TEXTAUSZUG –
*-*-*

Gedanken- & Spaziergänge im Park: Blühende Laternenmasten

Auf dem Wege zum Park sah ich, dass die Laternenpfähle angefangen haben zu blühen. Ich meine: an ihnen sind jetzt Wahlplakate befestigt. Das erste war das Konterfei des SPD-Kandidaten Lischka, dessen Bild schon drei bis vier Wochen vor den anderen zu sehen war. Ob er glaubt, dass ein möglichst frühzeitiger Start auch das beste Ergebnis bringt? Man weiß es nicht. Darunter aber steht der Satz: „Voller Einsatz“. Was meint er nur damit? Ist es eine Aufforderung an uns, dass der Bürger den vollen Einsatz bringen soll? Oder dass er mit vollem Einsatz für seine Wiederwahl kämpft? Oder dass wir gar den vollen Einsatz in einer Spielbank setzen sollten? Das bleibt leider offen.
Bei diesen schlichten zwei Worten aber stellte sich mir die Frage: Ist das nicht auch Populismus? Einfach zwei Worte als ein Schlagwort in den Raum zu stellen, ohne genau zu sagen, was man damit eigentlich meint. Ich denke, in Wahlkampfzeiten sind die meisten dieser Sprüche rein populistisch. Alle Wahlkämpfer gebrauchen einfache Phrasen, die man manchmal so oder so ausdeuten kann.

*-*-*

AUFGABENSTELLUNG A – Wie viel früher als die anderen Wahlplakate war laut dem Textauszug das Bild des SPD-Kandidaten Lischka zu sehen?
AUFGABENSTELLUNG B – Geben Sie den Abschnitt des Textauszugs von „Bei diesen schlichten“ bis „so ausdeuten kann.“ wortgetreu wieder.

DATENTEIL –
*-*-*

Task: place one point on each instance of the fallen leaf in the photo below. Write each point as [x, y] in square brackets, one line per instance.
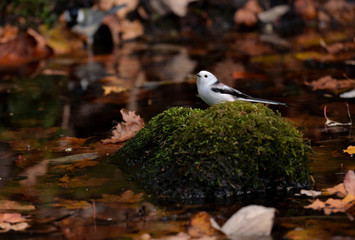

*-*-*

LÖSUNG A – Drei bis vier Wochen früher.

LÖSUNG B –
Bei diesen schlichten zwei Worten aber stellte sich mir die Frage: Ist das nicht auch Populismus? Einfach zwei Worte als ein Schlagwort in den Raum zu stellen, ohne genau zu sagen, was man damit eigentlich meint. Ich denke, in Wahlkampfzeiten sind die meisten dieser Sprüche rein populistisch. Alle Wahlkämpfer gebrauchen einfache Phrasen, die man manchmal so oder so ausdeuten kann.